**SELECTED EXCERPT**
We’ve seen them before, but only now has the Deltaprinter, a very simple and affordable delta printer finally hit Kickstarter.
We saw the Deltaprintr at the World Maker Faire last September where the team showed off their fancy new printer and the very nice prints it can produce. The printer itself is unique in that it eschews printed parts and is instead made of lasercut parts. Instead of belts, each arm of the delta bot is lifted with spectra line, and the entire mechanism is billed as not requiring calibration probably due to the accurate laser cut parts.
On a completely different note, we did notice the rewards for the Deltaprintr Kickstarter are limited. Unlike the gobs of 3D printers on Kickstarter, the Deltaprintr team actually wants to stay on schedule for their shipping dates. That’s an admirable dedication to getting their printer out to backers in a reasonable amount of time.
It says “automatic calibration,” not no calibration.
Very nice! I wish them luck!!
Which, for anyone wondering, is actually better than no calibration. Having spent the better part of 8 years working in laboratory calibration/metrology, I can tell you that it really sucks when you find out that someone in your organization decided to buy equipment that is no calibration because it means you can’t calibrate the equipment even if you want to. Basically, if you go to calibrate it (because you either think it looks like it’s out of calibration or because you have a policy of calibrating all equipment on a regular basis) and find that it actually is out of calibration, your only option if to then throw out the equipment and all test data that might have been effected by it since the last calibration (though, from a technical standpoint, any “calibration” that doesn’t involve the ability to adjust the device is really called a validation and not a true calibration).
This matters to hobbyists with 3d printers because it effects the ability of printed parts to fit together correctly and because NO piece of equipment can ever truly stay in calibration forever. While you can get away This is especially true for mechanical devices (with electrical meters, like DMMs, you may be able to go for many years without it going significantly out of calibration assuming you purchased a decent brand)..
Why couldnt you just modify the output of the equipment yourself if it doesnt support calibration? For things like scales, wouldnt any calibration do nothing more than add or subtract a offset from the value measured? For other items such as reference voltages couldnt you just know to offset the set value by a certain amount?
For hobbies and personal use you can get away with splicing in an MCU to add or subtract but for a company anything without a chain of custody and/or standardized method is unacceptable.
The calibration is there to test the instrument throughout it’s entire useful range, determining the offset is only one part of the calibration procedure. There are also times when calibration is not possible and is an indicator of failing equipment or components. With ‘no calibration’ instruments it is impractical to determine the difference.

**STATED GOAL A**
Answer these about the Deltaprintr thread:
(i) What is the printer made of instead of printed parts?
(ii) What lifts each arm of the delta bot in place of belts?
(iii) How long did one commenter spend working in laboratory calibration/metrology?
**STATED GOAL B**
Write out the passage of the Deltaprintr thread that begins at the words "We saw the Deltaprintr" and ends after "wish them luck!!".
**STATED GOAL C**
Carry the Deltaprintr thread on past its last comment.

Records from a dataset
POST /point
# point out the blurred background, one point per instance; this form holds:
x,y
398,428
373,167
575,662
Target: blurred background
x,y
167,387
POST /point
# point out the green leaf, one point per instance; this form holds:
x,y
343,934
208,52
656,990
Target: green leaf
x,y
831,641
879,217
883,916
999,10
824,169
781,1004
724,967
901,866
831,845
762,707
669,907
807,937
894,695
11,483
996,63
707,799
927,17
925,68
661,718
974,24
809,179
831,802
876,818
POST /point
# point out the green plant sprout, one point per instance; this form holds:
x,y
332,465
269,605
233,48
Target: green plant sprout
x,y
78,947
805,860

* * *

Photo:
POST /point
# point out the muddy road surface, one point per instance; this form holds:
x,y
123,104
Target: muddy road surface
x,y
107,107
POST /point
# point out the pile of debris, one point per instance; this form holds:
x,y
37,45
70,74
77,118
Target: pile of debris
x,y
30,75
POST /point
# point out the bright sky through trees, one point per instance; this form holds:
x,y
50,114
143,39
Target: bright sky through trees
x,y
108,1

**RIGHT ANSWER A**
(i) Lasercut parts
(ii) Spectra line
(iii) The better part of 8 years

**RIGHT ANSWER B**
We saw the Deltaprintr at the World Maker Faire last September where the team showed off their fancy new printer and the very nice prints it can produce. The printer itself is unique in that it eschews printed parts and is instead made of lasercut parts. Instead of belts, each arm of the delta bot is lifted with spectra line, and the entire mechanism is billed as not requiring calibration probably due to the accurate laser cut parts.
On a completely different note, we did notice the rewards for the Deltaprintr Kickstarter are limited. Unlike the gobs of 3D printers on Kickstarter, the Deltaprintr team actually wants to stay on schedule for their shipping dates. That’s an admirable dedication to getting their printer out to backers in a reasonable amount of time.
It says “automatic calibration,” not no calibration.
Very nice! I wish them luck!!

**RIGHT ANSWER C**
To add to what Leithoa said, in a corporate situation (or even a publicly available 3d printer at a hackerspace type situation) you can’t assume that everyone will know to apply the external offset value correctly. By relying on it, you’re adding an additional source of potential human error.
Additionally, your concept of a simple offset assumes a common drift across the entire range of measurement. Sometimes that’s just not the case. For instance, what if there happens to be a specific part of the z-axis threaded rod that deviates worse than the parts above and below it (I’m not saying that present 3d printer calibration techniques already handle such a situation, as I don’t know if they do, but I’m just trying to make a 3d printer based example of what I’m talking about)?
One thing not mentioned is that in a any situation where a measurement must be certified, adjustments such as you suggested are not acceptable. The measuring device must be certified, if the device cannot be calibrated to operate within the specifications needed, the device will not be certified. If the device fails the certification process, it cannot be used for anything requiring the certification.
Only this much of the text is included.